Please copy the listing below verbatim, beginning at the line that has "segment horse's head, every instance" and stopping after the last line of the listing.

** Begin **

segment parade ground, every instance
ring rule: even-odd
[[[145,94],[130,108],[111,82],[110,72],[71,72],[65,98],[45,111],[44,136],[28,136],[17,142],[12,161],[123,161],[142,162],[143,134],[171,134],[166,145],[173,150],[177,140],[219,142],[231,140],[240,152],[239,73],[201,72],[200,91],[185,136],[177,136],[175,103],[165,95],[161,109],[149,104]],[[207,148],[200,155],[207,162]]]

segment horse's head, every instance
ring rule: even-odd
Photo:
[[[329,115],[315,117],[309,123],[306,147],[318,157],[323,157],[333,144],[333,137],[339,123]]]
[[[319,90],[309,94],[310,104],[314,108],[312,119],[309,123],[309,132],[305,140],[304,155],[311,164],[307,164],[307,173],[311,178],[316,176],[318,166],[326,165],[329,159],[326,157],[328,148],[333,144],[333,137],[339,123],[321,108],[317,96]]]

** End **

> _Answer to this problem_:
segment horse's head, every instance
ring rule: even-odd
Photo:
[[[329,115],[315,117],[309,123],[306,147],[318,157],[323,157],[333,144],[333,137],[339,123]]]
[[[319,90],[309,94],[310,104],[314,108],[312,119],[309,123],[309,132],[305,140],[304,155],[311,164],[307,164],[307,173],[311,178],[316,176],[318,166],[326,165],[329,159],[326,157],[328,148],[333,144],[333,137],[339,123],[321,108],[317,96]]]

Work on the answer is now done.